### Instructions to follow
Copy the lines below word for word, starting at the line with "of the street" and ending at the line with "x=740, y=616", with both of those lines included.

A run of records
========================================================================

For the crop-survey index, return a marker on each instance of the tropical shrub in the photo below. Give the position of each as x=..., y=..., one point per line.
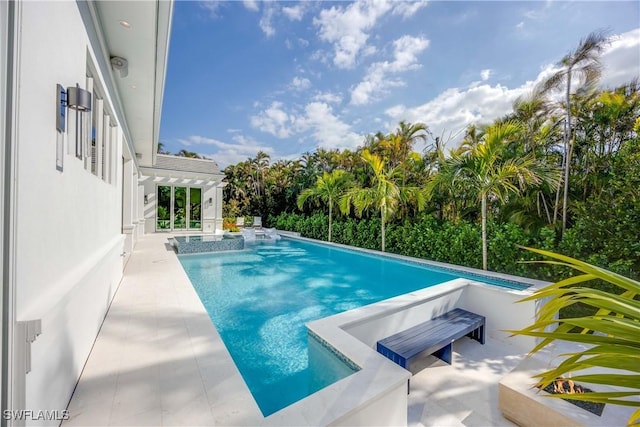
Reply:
x=612, y=332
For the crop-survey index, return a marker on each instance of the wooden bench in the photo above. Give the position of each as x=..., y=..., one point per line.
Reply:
x=434, y=337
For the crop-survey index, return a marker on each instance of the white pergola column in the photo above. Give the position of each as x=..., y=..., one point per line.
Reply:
x=218, y=201
x=129, y=215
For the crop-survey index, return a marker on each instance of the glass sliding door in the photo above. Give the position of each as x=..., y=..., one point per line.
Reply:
x=179, y=208
x=163, y=217
x=195, y=208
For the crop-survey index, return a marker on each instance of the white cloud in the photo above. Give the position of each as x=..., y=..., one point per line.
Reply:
x=294, y=13
x=621, y=60
x=225, y=153
x=273, y=120
x=252, y=5
x=266, y=21
x=456, y=108
x=317, y=120
x=377, y=80
x=211, y=6
x=347, y=28
x=409, y=8
x=327, y=129
x=328, y=97
x=300, y=83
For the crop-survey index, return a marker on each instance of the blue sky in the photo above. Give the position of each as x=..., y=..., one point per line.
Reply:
x=289, y=77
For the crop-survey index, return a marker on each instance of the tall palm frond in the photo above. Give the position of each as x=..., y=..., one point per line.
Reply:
x=612, y=333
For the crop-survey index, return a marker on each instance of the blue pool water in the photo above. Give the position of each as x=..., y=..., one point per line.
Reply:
x=260, y=299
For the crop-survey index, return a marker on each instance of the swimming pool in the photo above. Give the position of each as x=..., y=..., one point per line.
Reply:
x=261, y=298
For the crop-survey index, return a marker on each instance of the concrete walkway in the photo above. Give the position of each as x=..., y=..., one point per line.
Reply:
x=158, y=360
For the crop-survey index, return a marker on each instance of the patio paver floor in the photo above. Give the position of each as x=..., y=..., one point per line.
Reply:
x=158, y=360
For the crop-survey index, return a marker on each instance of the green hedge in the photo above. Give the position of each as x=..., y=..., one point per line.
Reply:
x=429, y=238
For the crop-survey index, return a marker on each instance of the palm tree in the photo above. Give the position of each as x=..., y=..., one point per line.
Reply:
x=479, y=166
x=614, y=343
x=384, y=194
x=329, y=187
x=585, y=63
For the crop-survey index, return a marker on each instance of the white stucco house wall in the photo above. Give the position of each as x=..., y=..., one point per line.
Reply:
x=79, y=188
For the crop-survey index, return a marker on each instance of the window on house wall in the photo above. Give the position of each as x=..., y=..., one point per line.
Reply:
x=104, y=151
x=83, y=146
x=97, y=135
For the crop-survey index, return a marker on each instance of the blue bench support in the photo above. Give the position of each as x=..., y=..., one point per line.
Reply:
x=434, y=337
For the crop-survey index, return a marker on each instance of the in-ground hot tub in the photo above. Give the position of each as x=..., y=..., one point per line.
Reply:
x=207, y=243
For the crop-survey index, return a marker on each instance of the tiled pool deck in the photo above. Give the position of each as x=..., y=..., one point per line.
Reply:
x=158, y=360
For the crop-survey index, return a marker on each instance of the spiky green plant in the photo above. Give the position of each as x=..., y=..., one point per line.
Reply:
x=612, y=333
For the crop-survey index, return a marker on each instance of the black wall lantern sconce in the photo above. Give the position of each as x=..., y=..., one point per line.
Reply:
x=73, y=97
x=77, y=99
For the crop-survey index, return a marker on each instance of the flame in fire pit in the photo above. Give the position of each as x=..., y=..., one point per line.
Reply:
x=566, y=387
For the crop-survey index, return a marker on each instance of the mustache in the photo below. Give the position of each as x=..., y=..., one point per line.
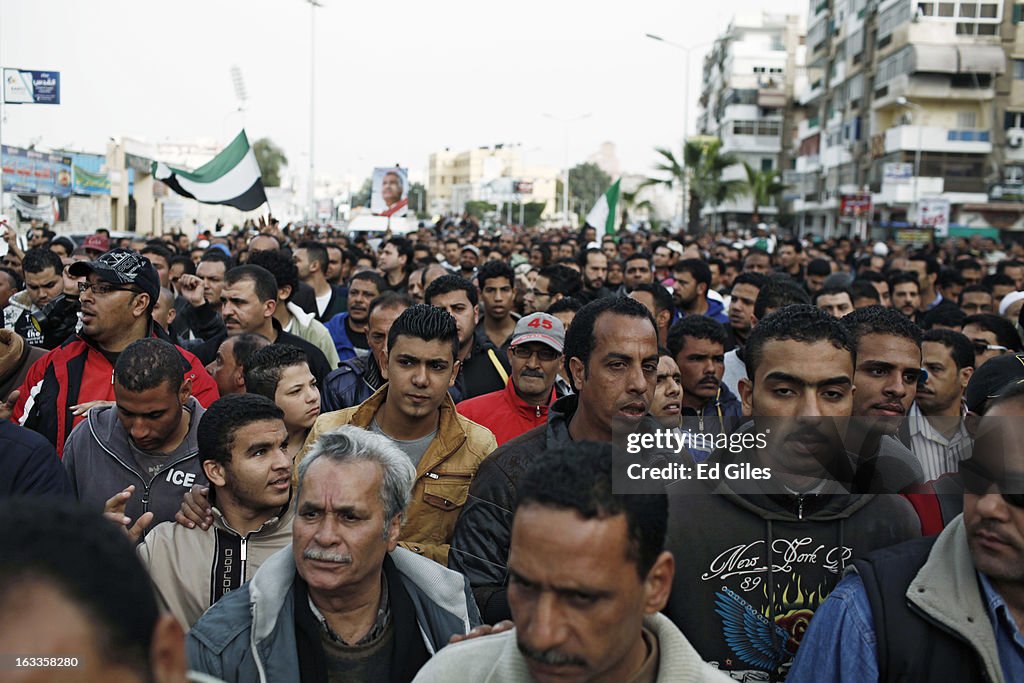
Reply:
x=551, y=657
x=327, y=556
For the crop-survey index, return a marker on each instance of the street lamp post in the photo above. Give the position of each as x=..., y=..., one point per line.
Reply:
x=686, y=108
x=313, y=4
x=565, y=181
x=903, y=101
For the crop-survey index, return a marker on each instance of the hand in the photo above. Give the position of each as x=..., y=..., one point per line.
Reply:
x=192, y=289
x=7, y=408
x=196, y=508
x=114, y=510
x=82, y=409
x=484, y=630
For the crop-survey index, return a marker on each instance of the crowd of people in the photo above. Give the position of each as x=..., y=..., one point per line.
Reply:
x=290, y=454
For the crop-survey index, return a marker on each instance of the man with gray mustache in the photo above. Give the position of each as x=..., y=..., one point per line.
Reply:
x=343, y=601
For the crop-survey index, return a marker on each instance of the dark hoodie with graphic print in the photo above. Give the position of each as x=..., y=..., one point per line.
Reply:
x=740, y=616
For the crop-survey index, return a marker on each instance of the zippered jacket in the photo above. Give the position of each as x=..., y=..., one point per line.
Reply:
x=192, y=568
x=99, y=464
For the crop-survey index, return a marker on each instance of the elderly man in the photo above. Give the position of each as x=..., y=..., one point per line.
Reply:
x=535, y=353
x=585, y=600
x=343, y=601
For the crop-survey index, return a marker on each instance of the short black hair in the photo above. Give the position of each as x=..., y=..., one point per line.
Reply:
x=778, y=293
x=266, y=366
x=960, y=346
x=59, y=543
x=819, y=267
x=881, y=321
x=861, y=289
x=1005, y=331
x=697, y=327
x=578, y=477
x=185, y=261
x=562, y=280
x=580, y=341
x=158, y=250
x=696, y=267
x=262, y=280
x=244, y=346
x=281, y=266
x=146, y=364
x=945, y=315
x=404, y=248
x=216, y=255
x=565, y=304
x=495, y=270
x=449, y=284
x=315, y=251
x=800, y=323
x=834, y=290
x=426, y=323
x=15, y=278
x=797, y=245
x=371, y=276
x=903, y=278
x=757, y=280
x=663, y=300
x=40, y=258
x=390, y=300
x=225, y=416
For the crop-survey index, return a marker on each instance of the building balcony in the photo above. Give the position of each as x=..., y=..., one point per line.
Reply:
x=933, y=138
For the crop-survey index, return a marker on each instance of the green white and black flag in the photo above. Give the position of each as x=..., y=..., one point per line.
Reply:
x=232, y=177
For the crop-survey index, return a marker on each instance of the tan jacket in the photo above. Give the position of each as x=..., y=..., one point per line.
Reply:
x=442, y=476
x=498, y=659
x=182, y=561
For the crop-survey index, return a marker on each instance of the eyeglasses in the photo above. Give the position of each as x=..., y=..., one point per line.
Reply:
x=102, y=289
x=980, y=347
x=543, y=353
x=978, y=480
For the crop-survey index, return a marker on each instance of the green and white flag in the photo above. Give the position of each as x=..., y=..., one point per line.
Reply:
x=232, y=177
x=603, y=213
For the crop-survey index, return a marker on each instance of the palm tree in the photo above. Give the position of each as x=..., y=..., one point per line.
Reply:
x=629, y=203
x=670, y=166
x=707, y=163
x=764, y=187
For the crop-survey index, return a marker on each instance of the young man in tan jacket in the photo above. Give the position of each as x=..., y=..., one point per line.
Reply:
x=415, y=412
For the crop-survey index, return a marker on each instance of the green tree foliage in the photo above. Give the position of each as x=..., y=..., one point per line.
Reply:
x=764, y=187
x=477, y=209
x=707, y=163
x=270, y=159
x=587, y=183
x=361, y=197
x=530, y=212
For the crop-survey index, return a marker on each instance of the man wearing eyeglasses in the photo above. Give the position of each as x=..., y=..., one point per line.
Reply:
x=535, y=353
x=939, y=608
x=118, y=296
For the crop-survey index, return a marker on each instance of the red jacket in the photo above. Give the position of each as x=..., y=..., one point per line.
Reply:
x=504, y=413
x=78, y=373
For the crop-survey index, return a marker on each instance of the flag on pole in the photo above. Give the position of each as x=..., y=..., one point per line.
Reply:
x=603, y=213
x=232, y=177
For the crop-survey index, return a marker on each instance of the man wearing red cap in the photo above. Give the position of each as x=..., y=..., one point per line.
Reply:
x=118, y=296
x=535, y=353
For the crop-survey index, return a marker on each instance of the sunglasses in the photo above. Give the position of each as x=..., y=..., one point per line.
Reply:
x=979, y=480
x=547, y=353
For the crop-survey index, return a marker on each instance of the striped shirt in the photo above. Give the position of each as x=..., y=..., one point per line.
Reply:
x=937, y=454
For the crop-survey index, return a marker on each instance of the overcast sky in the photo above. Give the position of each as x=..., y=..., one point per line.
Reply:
x=394, y=80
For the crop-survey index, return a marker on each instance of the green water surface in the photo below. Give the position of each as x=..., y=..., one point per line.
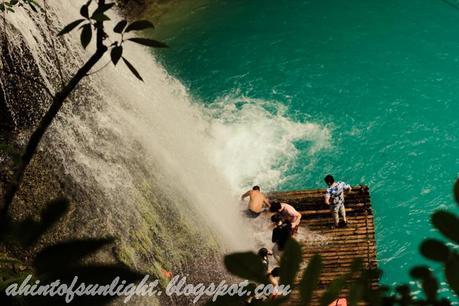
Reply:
x=383, y=76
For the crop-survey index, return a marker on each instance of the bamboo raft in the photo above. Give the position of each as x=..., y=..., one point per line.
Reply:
x=338, y=247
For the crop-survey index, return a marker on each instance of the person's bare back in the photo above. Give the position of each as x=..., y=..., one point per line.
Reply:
x=258, y=200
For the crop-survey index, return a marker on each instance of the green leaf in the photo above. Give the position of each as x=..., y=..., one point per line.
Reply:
x=148, y=42
x=290, y=262
x=133, y=70
x=447, y=223
x=139, y=25
x=84, y=11
x=456, y=191
x=101, y=9
x=86, y=35
x=435, y=250
x=452, y=273
x=310, y=279
x=247, y=265
x=66, y=254
x=68, y=28
x=120, y=26
x=116, y=54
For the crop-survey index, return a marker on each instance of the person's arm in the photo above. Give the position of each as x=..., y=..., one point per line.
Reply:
x=327, y=198
x=245, y=195
x=347, y=187
x=297, y=220
x=266, y=202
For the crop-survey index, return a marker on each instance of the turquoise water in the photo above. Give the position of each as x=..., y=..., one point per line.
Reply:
x=382, y=76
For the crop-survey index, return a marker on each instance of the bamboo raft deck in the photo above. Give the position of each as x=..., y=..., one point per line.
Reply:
x=338, y=246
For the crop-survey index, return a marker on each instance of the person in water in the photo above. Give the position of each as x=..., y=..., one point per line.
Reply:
x=282, y=232
x=334, y=197
x=264, y=254
x=288, y=213
x=258, y=202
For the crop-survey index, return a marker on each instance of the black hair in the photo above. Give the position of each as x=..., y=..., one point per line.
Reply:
x=329, y=179
x=275, y=206
x=276, y=218
x=263, y=252
x=275, y=272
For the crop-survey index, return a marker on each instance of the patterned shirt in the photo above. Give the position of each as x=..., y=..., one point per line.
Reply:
x=336, y=193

========================================================================

### Solution to the exercise
For the crop-survey index, return a marker on each instance of the street lamp post in the photo above. Give the position of each as x=..., y=..., one point per line.
Reply:
x=686, y=108
x=313, y=4
x=565, y=181
x=903, y=101
For the crop-survey index, return a marker on each instance of the hand in the photo above. Give the position of each as x=..., y=..., one point per line.
Reply:
x=192, y=289
x=7, y=408
x=196, y=508
x=114, y=510
x=82, y=409
x=484, y=630
For the crop-survey index, return a marker on each instance of the crowd of people in the photo above. Give the position of each as x=..., y=..., one point per line.
Reply:
x=290, y=454
For the crop-survey index, return a marker on each instance of the man with gray mustache in the photo above. Give the position of each as x=..., y=..., one point per line.
Reply:
x=343, y=601
For the crop-survey index, return a marker on each instance of the dark hoodie with graphic print in the photo above. Give the position of each as x=..., y=..., one point per line.
Reply:
x=740, y=616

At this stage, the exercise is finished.